-- Source document --
______
The Star of Spring–the Mighty Magnolia

Author: Meera, February 24, 2017

My spouse hails from the Caribbean where a variety of magnolias grow, but many in the islands are under threat from deforestation and small distributions. He’s wanted to plant a magnolia tree since we moved to the farmette. Recently, on a rainy evening, we ventured out to our local nursery and purchased a Royal Star and a Jane magnolia for the large entrance area at the front of our property.



A honeybee checks out the blossom on this Royal Star magnolia

A honeybee checks out the center of the fragrant blossom on this Royal Star magnolia



Often, it is the m.  grandiflora that comes to mind when someone mentions a magnolia tree. It’s a big evergreen tree with glossy leaves, large tulip-shaped white flowers, and dense canopy. This tree blooms summer and fall, while other types of magnolias bloom before their leaves show in the spring.


Magnolias offer gardeners many options–evergreen or deciduous types, wide-range of flower colors, slow or fast-growing trees, and small to large and stately specimens. Named for the French botanist Pierre Magnol (1638-1715), the genus includes about 100 species.


Magnolia blossoms are fragrant and attract various pollinators. While some magnolias grow well in containers for a few years or as espaliers, the larger, showy trees are often planted along city streets and in parks.


Until we have settled on the exact planting site for each of our magnolias, they will remain in their pots. Where to plant them is an important decision since magnolias do not like to be moved once established. As a general rule, they need rich well-drained soil and benefit when the soil has plenty of organic matter like leaf mold, peat moss, and ground bark mixed in at planting time.



Unfurled buds of the Jane magnolia hold the promise of gorgeous blossoms to come.
______
-- Data lines --

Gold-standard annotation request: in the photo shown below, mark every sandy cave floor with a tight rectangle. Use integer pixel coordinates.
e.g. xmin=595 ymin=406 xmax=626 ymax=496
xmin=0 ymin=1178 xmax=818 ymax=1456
______
-- Objective 1 --
In the magnolia article, who is the genus named for?
-- Objective 2 --
Which kinds of organic matter does the magnolia article suggest mixing into the soil at planting time?
-- Objective 3 --
Carry on the magnolia article after its last line, the caption about the Jane magnolia buds.

-- Output 1 --
The genus is named for the French botanist Pierre Magnol (1638-1715).

-- Output 2 --
Leaf mold, peat moss, and ground bark.

-- Output 3 --
Unfurled buds of the Jane magnolia hold the promise of gorgeous blossoms to come.



Magnolia trees must be planted no lower than their original soil level (where the trunk begins in the planting pot). Because they need plenty of water until established, it’s a good idea to dig a watering basin around them. Young trees must be staked to protect against wind damage.



We chose the Royal Star magnolia (magnolia stellata) because it can hold abundant and spectacular white (or pink) perfumed blossoms throughout spring into summer. Reaching a height of 15 feet with a canopy spread to 10 feet, this beauty looks magnificent against a garden fence. Such a barrier will help protect it against the wind and also create a foil for the blossoms. Come autumn, songbirds will feast on the high-fat content of the star magnolia’s capsules of orange seeds.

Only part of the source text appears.